**What this task involves**
Copy all the data exactly, except the pictures.

#####

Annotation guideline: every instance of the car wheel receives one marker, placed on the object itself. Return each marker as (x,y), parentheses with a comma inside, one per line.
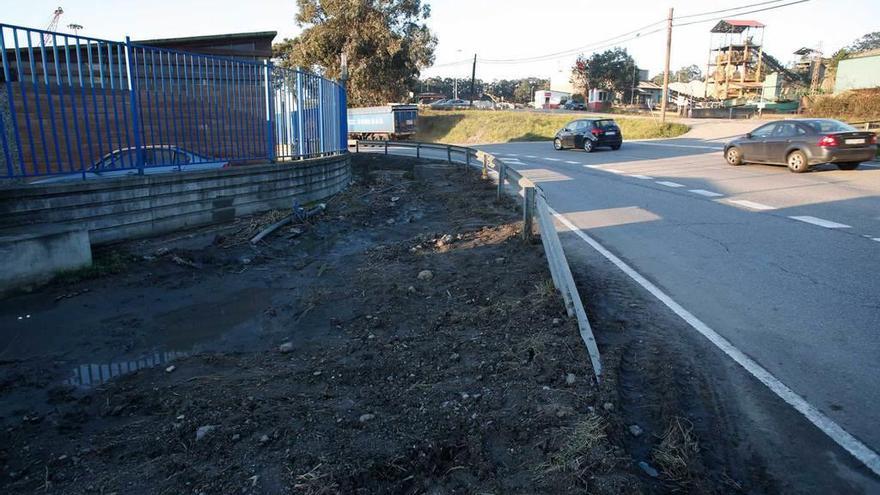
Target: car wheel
(797,162)
(733,156)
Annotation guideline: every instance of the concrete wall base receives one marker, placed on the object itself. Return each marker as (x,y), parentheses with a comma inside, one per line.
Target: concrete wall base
(33,255)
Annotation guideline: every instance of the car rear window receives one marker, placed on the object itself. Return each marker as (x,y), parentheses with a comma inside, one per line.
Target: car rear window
(605,123)
(823,126)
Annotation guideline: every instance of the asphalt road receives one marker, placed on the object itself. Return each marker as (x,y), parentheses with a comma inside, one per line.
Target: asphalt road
(784,266)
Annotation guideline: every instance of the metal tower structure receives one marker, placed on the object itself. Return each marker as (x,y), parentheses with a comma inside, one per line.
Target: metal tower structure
(53,25)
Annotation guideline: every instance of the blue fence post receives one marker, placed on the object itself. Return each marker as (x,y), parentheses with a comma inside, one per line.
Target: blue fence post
(343,117)
(135,113)
(300,118)
(270,114)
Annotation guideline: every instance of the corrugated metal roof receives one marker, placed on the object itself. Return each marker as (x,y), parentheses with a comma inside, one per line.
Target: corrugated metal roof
(735,25)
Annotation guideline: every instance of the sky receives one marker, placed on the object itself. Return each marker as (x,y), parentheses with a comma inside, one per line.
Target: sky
(493,29)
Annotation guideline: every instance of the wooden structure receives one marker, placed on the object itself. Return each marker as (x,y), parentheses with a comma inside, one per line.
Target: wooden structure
(736,60)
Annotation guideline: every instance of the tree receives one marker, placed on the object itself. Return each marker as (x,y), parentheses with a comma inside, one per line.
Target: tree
(869,41)
(524,91)
(612,70)
(386,42)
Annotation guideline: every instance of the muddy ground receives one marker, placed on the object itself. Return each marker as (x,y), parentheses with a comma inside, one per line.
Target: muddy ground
(405,341)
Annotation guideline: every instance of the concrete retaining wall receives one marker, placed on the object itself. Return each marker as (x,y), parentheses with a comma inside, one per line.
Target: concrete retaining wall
(131,207)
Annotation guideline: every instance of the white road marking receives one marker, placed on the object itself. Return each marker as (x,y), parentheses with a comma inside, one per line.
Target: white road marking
(840,436)
(669,184)
(719,148)
(828,224)
(708,194)
(751,204)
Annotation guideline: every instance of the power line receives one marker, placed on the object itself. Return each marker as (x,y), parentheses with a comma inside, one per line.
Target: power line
(725,10)
(570,51)
(740,13)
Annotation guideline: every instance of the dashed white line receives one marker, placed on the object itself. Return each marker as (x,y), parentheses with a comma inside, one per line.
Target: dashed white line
(669,184)
(821,222)
(751,204)
(836,432)
(708,194)
(642,143)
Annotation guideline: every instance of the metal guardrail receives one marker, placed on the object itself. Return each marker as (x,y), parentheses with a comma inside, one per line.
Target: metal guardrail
(74,104)
(534,205)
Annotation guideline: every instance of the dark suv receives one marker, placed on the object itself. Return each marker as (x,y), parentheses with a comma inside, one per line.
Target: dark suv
(589,134)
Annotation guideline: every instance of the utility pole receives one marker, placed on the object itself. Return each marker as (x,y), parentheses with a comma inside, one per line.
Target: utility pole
(473,76)
(666,71)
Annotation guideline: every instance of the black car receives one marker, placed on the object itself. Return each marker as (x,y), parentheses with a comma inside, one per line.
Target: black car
(801,143)
(589,134)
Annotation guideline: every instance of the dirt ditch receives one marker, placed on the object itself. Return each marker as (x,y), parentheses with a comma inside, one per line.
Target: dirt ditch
(405,341)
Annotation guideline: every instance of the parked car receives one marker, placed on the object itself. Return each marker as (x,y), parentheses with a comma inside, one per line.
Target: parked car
(158,159)
(453,104)
(589,134)
(802,143)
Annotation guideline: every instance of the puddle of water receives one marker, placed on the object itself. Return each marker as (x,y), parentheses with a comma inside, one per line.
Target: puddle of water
(90,375)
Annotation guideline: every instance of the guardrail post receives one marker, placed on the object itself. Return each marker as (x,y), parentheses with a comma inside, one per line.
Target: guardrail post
(502,172)
(528,211)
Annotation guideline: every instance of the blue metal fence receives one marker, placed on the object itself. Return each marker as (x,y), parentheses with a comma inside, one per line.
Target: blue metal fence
(74,104)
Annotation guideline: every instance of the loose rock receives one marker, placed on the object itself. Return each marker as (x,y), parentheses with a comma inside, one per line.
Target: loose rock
(648,469)
(203,431)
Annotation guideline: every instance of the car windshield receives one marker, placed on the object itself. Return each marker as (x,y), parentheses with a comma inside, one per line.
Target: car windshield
(823,126)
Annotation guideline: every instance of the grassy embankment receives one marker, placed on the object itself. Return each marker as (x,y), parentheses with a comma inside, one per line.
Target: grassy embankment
(480,126)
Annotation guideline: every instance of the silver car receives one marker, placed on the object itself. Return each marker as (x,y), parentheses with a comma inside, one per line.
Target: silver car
(802,143)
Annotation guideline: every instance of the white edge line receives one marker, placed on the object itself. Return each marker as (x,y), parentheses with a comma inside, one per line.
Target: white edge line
(840,436)
(669,183)
(821,222)
(751,204)
(708,194)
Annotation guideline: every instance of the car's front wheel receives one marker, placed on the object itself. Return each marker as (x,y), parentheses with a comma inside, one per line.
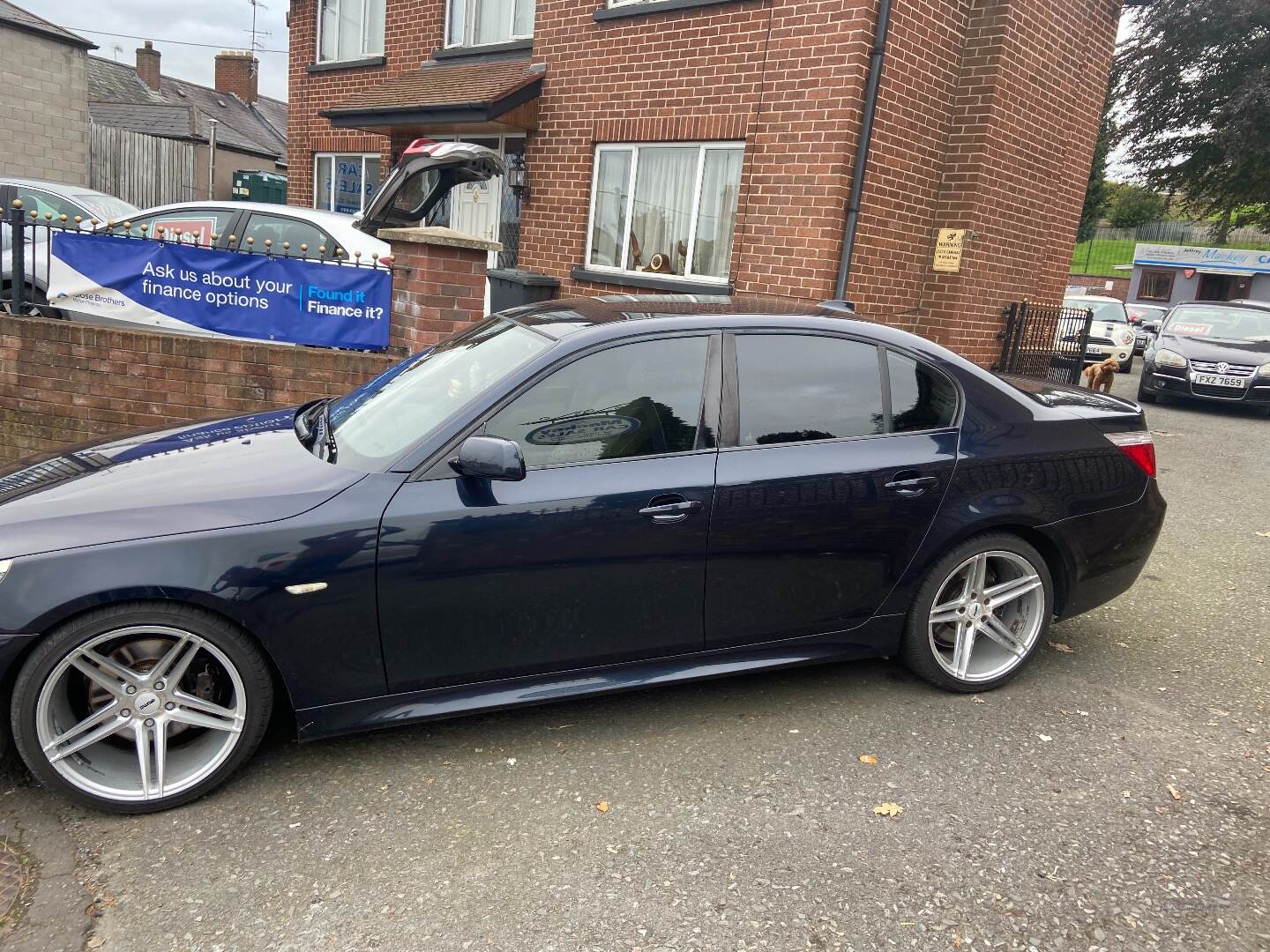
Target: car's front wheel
(979,614)
(138,707)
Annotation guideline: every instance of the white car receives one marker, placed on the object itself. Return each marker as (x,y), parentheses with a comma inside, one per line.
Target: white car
(1110,331)
(48,199)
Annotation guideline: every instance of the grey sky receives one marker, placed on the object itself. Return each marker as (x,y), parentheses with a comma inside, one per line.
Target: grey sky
(221,25)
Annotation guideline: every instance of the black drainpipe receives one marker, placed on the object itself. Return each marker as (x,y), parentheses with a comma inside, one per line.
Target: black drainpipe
(857,175)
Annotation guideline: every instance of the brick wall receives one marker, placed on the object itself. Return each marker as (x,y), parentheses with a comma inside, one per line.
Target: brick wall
(64,383)
(987,115)
(43,118)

#####

**Result of this exercise**
Annotation guideline: every instance of the car wheel receives one marker, placed on the object itself. Return each marker as (x,y), parentheses with a comma inside, one per line.
Target: car wheel
(797,162)
(733,156)
Annotation guideline: every instance of the concrete wall base receives one marker, placed on the object itself. Return each marker as (x,y), parentheses with a comma inside, one per line.
Target: concrete wall base
(33,255)
Annotation guideline: every instance of the car rear window receives one marker, placed on the object itself. Return each marker as (x,y), parentheses with a comma inside, one per line.
Target: car rear window
(605,123)
(823,126)
Annotation guideline: every instance of the asphalt road receives one marker, placed on the object itself. Return each marker as (x,y), parentheses with a comma inside, one per line.
Target: asphalt road
(784,266)
Annotation guideline: every instance of the metal tower structure receives one marker, placed on the object itself. Return each marker as (x,y), parentheses with a comma inside, one per line.
Target: metal tower structure
(53,25)
Annotation guideline: every instance of the blue fence post receives one marker, placed on the object itself. Return each marker as (x,y), parentheses with a comma inside, one per line.
Target: blue fence post
(343,117)
(135,113)
(300,118)
(270,114)
Annotation guideline: every instance of the corrugated metal roof receives one marker, placed on the object itself. Return each marker as (x,y), parentheses with a comma inside, one per line.
Target: corrugated metal roof
(735,25)
Annotation guideline: every instance of the sky receives one marker, placed on the object itself. Return each marker as (x,y), parentheses with a comma inside, one per line.
Target: sky
(493,29)
Annotation guideline: every instance of the wooden structure receives one marker, placed on the object itself. Return each marker as (x,y), parentheses with a comma inside, one per line.
Target: wooden structure
(736,60)
Annotation guideline: every instance of the tree receives one marker, placed on the object itself. Return each marker as (x,y), parentheses with a comma inside, one per line.
Target: tree
(869,41)
(524,91)
(612,70)
(386,42)
Annotation guideline: every instance of the muddy ground receives one marker, placed on the object itself. Return each marker as (x,y), parentheses with a comma inside, one per line.
Target: muddy ground
(405,341)
Annotation guideline: every instance of the concrete retaining wall receives one marker, placed on the object itself. Return each marker as (x,y), parentheses with a comma inside, one per line.
Target: concrete retaining wall
(131,207)
Annotation guideline: every instance of the white road marking receives one marker, placed on the object itself. Return each marker as (x,y), parentheses with a comma inside, one per line.
Target: white road marking
(840,436)
(669,184)
(719,148)
(828,224)
(708,194)
(751,204)
Annotation guideline: every instance of the power line receives one marker, placed on the object itself. Return each marker as (x,y), parentheses with a comma inside, one per line.
Target: power line
(725,10)
(570,51)
(740,13)
Annotation guideline: every instance of the dashed white line receives one marker, placed on the object itself. Return each marker as (x,y), parentheses with a comma inside, one per line.
Target: dashed white line
(669,184)
(821,222)
(751,204)
(836,432)
(708,194)
(642,143)
Annotation guideline: every instance of the metal guardrail receives one marker, placed on the object itself. Return each marker as (x,y), parentheses with a comma inside, one per line.
Target: metal guardrail
(74,104)
(534,205)
Annotation guideline: every instance of the dark suv receives one marker, placed on the object itself. Return each marker as (x,y), parentheses with a comma inside, one per line.
Target: dark suv
(589,134)
Annotation guideline: every instance of the utility pole receives one marker, placed on the object itself. Return each marker as (x,y), parentheses with a comma inside, one per line.
Target: utility pole
(473,76)
(666,71)
Annotation guideline: every instance of the black car receives one marker, placed on the object itself. Return each marker as (x,y), parentheses with a comma inside, one per line.
Target: black car
(801,143)
(589,134)
Annotation guideline: every instance of the dirt ditch receives one marker, placed on the object itself. Return each marker as (x,y), parentheses with a comma inside, one per line.
Target: dirt ditch
(405,341)
Annotation guideline: every instance of the parked car receives one marker, placed on the object itself. Return each marker as (x,y), parentheses with a comma inside, one per line.
Target: parked car
(158,159)
(453,104)
(589,134)
(802,143)
Annotation guideline: every instance of the puddle of water receives one marker, placed on the object itself. Return each marker as (x,y), parentheses with a comma inside, one per line.
Target: puddle of water
(90,375)
Annotation guideline: every instance of the guardrail post receives one marker, placed on the object itself. Return each marker as (x,y), parentheses with a comma inside, one per line.
Target: guardrail post
(502,172)
(528,211)
Annotation guideline: every instance of the blue metal fence receives one marker, placed on the object itself. Return each marker as (x,y), parentheses with a comma inside, one per line.
Target: blue metal fence
(74,104)
Annotation guideline: every instance of the loose rock receives one marker, placed on the object itself. Return each marker as (x,y), parentheses with a comma inside, one per line.
Target: loose rock
(648,469)
(203,431)
Annotation guideline: every instance of the car windshield receives one marker, placed on the object itself. Return each marker as (x,y), parentheses with a comma inside, one per line.
Target: car windshield
(823,126)
Annotation guideline: every instance of the grassy embankment receives one marker, placed on the object itself. Return each marker as (x,y), parentheses with a comma inside, one per line.
Target: grassy embankment
(480,126)
Annotation guideline: every instance of the silver car receives one marker, placed on the object itself. Return each marker as (x,y), parentheses with a comma inside, one per line.
Target: silver car
(802,143)
Annotation guideline: every instance of the white edge line receives one marker, placed on the object itself. Return each marker as (x,y), parentheses with a comma inside, one per line.
Target: white edge line
(840,436)
(669,183)
(821,222)
(751,204)
(708,194)
Annotation guideline: every instance of the car's front wheel receives one marker, placed on the object itself. Return each marker as (x,y), parentheses with a comma inside, one per line.
Target: car's front wheel
(979,614)
(138,707)
Annotation guideline: every instance of the white car receives one marker, placed on the object itself. Return each marker as (x,y), parentheses with a comma inside, one per line.
Target: white car
(1110,331)
(48,199)
Annotation guideline: every instance of the grey sky receives one marker, placed on the object itself. Return each marker as (x,y), parentheses with a comma inside, one per line.
Target: grey sky
(221,25)
Annotation guideline: every instance of the black drainpipe receives one marker, placed on the object itself. Return each marker as (x,y), parentheses with a comma inside, one per line.
Target: black drainpipe
(857,175)
Annotation guideline: every instance of the brick wall receives one marker, placed on the object itself. Return each marker as (x,y), parentheses with a comma inside, one per line.
Target: brick wall
(64,383)
(987,115)
(43,118)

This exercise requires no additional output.